[Dataset items]
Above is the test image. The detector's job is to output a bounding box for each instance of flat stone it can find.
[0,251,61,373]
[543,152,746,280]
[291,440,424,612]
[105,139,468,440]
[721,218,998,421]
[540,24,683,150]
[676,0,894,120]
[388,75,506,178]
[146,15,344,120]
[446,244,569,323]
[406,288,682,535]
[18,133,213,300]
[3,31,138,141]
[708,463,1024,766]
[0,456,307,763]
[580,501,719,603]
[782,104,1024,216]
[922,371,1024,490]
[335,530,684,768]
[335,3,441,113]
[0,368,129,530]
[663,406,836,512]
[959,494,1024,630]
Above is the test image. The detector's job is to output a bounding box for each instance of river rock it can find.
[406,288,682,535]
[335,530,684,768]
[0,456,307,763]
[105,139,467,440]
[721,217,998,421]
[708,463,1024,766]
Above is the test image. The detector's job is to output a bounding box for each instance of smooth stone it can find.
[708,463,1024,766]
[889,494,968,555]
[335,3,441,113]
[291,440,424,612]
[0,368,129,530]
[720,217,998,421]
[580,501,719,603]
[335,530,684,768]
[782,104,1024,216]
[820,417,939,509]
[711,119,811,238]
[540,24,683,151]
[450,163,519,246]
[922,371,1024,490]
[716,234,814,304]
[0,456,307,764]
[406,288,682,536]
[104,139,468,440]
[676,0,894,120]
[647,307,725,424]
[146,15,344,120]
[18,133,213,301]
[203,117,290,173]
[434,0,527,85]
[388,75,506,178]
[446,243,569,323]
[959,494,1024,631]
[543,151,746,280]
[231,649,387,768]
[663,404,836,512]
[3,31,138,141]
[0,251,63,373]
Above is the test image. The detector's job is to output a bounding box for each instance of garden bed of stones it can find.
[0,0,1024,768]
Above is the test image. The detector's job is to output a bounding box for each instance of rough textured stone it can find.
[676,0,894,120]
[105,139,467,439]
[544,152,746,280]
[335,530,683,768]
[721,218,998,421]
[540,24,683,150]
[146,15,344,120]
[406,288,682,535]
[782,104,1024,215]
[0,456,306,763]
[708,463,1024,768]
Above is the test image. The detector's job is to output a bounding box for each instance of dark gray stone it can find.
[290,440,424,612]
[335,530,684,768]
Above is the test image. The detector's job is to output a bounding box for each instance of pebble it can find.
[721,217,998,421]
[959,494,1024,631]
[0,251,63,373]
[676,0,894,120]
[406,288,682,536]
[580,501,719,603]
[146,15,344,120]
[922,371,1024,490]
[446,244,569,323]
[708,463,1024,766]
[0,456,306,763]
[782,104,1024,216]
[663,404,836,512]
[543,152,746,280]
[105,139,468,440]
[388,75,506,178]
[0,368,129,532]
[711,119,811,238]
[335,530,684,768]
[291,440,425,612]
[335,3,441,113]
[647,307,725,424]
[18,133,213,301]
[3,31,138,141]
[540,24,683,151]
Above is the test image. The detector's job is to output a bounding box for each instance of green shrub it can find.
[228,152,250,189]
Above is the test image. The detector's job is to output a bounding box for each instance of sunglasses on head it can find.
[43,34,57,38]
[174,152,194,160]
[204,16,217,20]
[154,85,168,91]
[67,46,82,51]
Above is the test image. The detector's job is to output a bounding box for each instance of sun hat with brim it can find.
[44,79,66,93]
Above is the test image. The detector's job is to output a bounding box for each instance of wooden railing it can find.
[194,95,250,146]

Task requirements:
Output all of the rows above verbatim, line for line, in their original order.

Task output:
Above is the test image. The detector's job is to output a bounding box for each instance of flat stone it can find.
[0,251,61,373]
[543,152,746,280]
[291,440,424,612]
[105,139,468,440]
[721,218,998,421]
[540,24,683,150]
[676,0,894,120]
[388,75,506,178]
[146,15,344,120]
[446,244,569,323]
[406,288,682,535]
[18,133,213,300]
[3,31,138,141]
[708,463,1024,766]
[0,456,307,763]
[580,501,719,603]
[782,104,1024,216]
[922,371,1024,490]
[335,530,684,768]
[335,3,441,113]
[0,368,129,530]
[663,406,836,512]
[959,494,1024,630]
Above is the test image. The detector's job is to output a bounding box for each instance of river rock it can find.
[406,288,682,535]
[335,530,684,768]
[0,456,307,763]
[105,139,467,440]
[721,217,998,421]
[708,463,1024,766]
Above is the test image. The detector's job is to output a bounding box for each instance of smooth stone it can find.
[708,463,1024,766]
[889,494,968,555]
[335,3,441,113]
[291,440,424,612]
[0,368,129,530]
[720,217,998,421]
[580,501,719,603]
[335,530,684,768]
[782,104,1024,216]
[820,417,939,509]
[711,119,811,238]
[540,24,683,151]
[450,163,519,246]
[922,371,1024,490]
[716,234,814,304]
[0,456,307,764]
[406,288,682,536]
[104,139,468,440]
[676,0,894,120]
[647,307,725,424]
[146,15,344,120]
[18,133,213,301]
[203,117,290,173]
[434,0,527,85]
[388,75,506,178]
[446,243,569,323]
[959,494,1024,631]
[543,151,746,280]
[231,649,387,768]
[663,404,836,512]
[3,31,138,141]
[0,251,63,373]
Above is the test image. The detector's job is to output a bounding box for each instance of garden bed of stones it can find.
[0,0,1024,768]
Above is the test image. The detector's job is to output a bounding box for each instance of rough textured stone it can find.
[676,0,894,120]
[105,139,467,439]
[544,152,746,280]
[335,530,683,768]
[721,218,998,421]
[540,24,683,150]
[146,15,344,120]
[406,288,682,535]
[782,104,1024,215]
[0,456,306,763]
[708,463,1024,768]
Above is the test image. The detector's job is to output a bounding box for each instance of dark gray stone it can find.
[290,440,424,612]
[335,530,684,768]
Above is the test image. The detector's job is to output a bounding box for each instance of pebble it can find.
[721,217,998,421]
[959,494,1024,631]
[0,251,63,373]
[676,0,894,120]
[406,288,682,536]
[580,501,719,603]
[146,15,344,120]
[922,371,1024,490]
[446,244,569,323]
[708,463,1024,766]
[0,456,306,763]
[782,104,1024,216]
[663,404,836,512]
[543,152,746,280]
[105,139,468,440]
[388,75,506,178]
[0,368,129,532]
[711,119,811,238]
[335,530,684,768]
[291,440,425,612]
[335,3,441,113]
[647,307,725,424]
[18,133,213,301]
[3,31,138,141]
[540,24,683,151]
Above is the test image. The detector's job is to output a bounding box for each instance of green shrub it can find.
[228,152,250,189]
Above is the test image. The detector's job is to output a bounding box for each instance of sunglasses on head it can find.
[43,34,57,38]
[174,152,194,160]
[204,16,217,20]
[154,85,168,91]
[67,46,82,51]
Above is the test image. The detector's job is to output a bounding box for each instance of sun hat with brim it can find.
[44,79,66,93]
Above is the test image. The detector's job is to output a bounding box for each instance of wooden railing it can find.
[194,95,250,146]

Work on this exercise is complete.